Stored items:
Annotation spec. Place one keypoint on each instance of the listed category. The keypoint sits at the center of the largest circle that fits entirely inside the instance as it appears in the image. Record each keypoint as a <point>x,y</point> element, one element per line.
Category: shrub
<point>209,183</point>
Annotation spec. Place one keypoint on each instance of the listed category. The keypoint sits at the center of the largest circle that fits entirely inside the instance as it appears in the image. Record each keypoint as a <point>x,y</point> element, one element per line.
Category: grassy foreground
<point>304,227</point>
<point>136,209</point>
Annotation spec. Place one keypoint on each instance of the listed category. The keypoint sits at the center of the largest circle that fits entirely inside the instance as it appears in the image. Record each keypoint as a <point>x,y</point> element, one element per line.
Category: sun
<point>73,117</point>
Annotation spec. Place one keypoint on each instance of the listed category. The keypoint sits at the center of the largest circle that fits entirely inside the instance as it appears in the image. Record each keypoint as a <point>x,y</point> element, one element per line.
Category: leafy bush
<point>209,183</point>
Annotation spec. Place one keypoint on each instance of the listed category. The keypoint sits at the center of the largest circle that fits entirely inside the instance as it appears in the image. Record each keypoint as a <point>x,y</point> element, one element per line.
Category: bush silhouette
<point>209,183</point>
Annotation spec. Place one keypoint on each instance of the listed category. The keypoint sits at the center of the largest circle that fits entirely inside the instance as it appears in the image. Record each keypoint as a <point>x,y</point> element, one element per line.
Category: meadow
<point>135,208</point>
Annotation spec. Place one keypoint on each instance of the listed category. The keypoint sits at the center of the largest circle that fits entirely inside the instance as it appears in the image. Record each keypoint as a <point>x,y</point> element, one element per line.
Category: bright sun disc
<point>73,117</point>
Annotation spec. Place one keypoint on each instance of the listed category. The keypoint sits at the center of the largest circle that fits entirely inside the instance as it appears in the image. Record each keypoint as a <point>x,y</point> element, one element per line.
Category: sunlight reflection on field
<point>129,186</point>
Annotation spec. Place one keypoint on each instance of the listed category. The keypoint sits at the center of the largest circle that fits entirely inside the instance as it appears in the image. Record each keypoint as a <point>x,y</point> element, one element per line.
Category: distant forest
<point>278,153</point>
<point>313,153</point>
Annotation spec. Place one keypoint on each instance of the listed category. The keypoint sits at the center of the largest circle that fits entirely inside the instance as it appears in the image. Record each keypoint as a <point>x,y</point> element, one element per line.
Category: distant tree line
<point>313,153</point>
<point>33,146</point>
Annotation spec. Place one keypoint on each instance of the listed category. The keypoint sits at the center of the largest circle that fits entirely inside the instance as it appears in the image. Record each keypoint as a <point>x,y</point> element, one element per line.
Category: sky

TASK BRIEF: Could you restate the records above word for word?

YOUR RESPONSE:
Annotation spec. Place one keypoint on each instance of the listed category. The keypoint sits at the center of the largest circle that fits entirely inside the instance as it appears in the image. Record each keypoint as a <point>x,y</point> element, one element per line.
Category: shrub
<point>209,183</point>
Annotation spec. Place one keypoint on each instance of the listed category. The keypoint sits at the center of the largest circle that fits entirely inside the instance as it appears in the image. Record each keypoint as a <point>x,y</point> element, one element per line.
Category: grassy foreground
<point>304,227</point>
<point>136,209</point>
Annotation spec. Place one keypoint on each instance of the listed category. The keypoint sits at the center of the largest circle that fits entirely inside the instance as it appears in the image. Record each keypoint as a <point>x,y</point> element, one element per line.
Category: sun
<point>73,117</point>
Annotation spec. Place one keypoint on each instance of the listed category. The keypoint sits at the center of the largest circle that fits entirely inside the instance as it appears in the image. Record each keypoint as a <point>x,y</point> element, one element per line.
Category: leafy bush
<point>209,183</point>
Annotation spec. Place one keypoint on each instance of the listed category. The keypoint sits at the center of the largest circle that fits entirely inside the instance as it appears in the image. Record each keypoint as a <point>x,y</point> element, one element per line.
Category: bush silhouette
<point>209,183</point>
Annotation spec. Place one keypoint on each instance of the listed category. The keypoint sits at the center of the largest circle that fits entirely inside the instance as it appears in the image. Record each keypoint as a <point>x,y</point> element, one element per line.
Category: meadow
<point>135,208</point>
Annotation spec. Place one keypoint on each instance of the listed category. The keypoint sits at the center of the largest circle that fits entirely inside the instance as it appears in the image. Record each keypoint as a <point>x,y</point> element, one element per line.
Category: bright sun disc
<point>73,117</point>
Annotation spec. Place one keypoint on each instance of the listed category. The keypoint sits at the center of the largest circle that fits entirely inside the instance as it appears in the image. Record each keypoint as a <point>x,y</point> element, one element per line.
Category: sunlight reflection on field
<point>129,186</point>
Annotation spec. Place one keypoint on each instance of the listed category. The keypoint sits at the center of the largest circle that fits entirely inside the instance as it appears in the image. Record each keypoint as a <point>x,y</point> element, one element per line.
Category: distant forest
<point>278,153</point>
<point>313,153</point>
Annotation spec. Place one keypoint on each instance of the listed category. The keypoint sits at the center of the largest circle that fits entirely inside the instance as it appears in the image. Record each keypoint as a <point>x,y</point> element, one element per line.
Category: distant tree line
<point>313,153</point>
<point>33,146</point>
Annotation spec. Place one keypoint on each instance of the listed category. The keypoint sits at the center of the largest circle that fits entirely inside the instance as it appears in the image. Record each keypoint as a <point>x,y</point> element, one element per line.
Category: sky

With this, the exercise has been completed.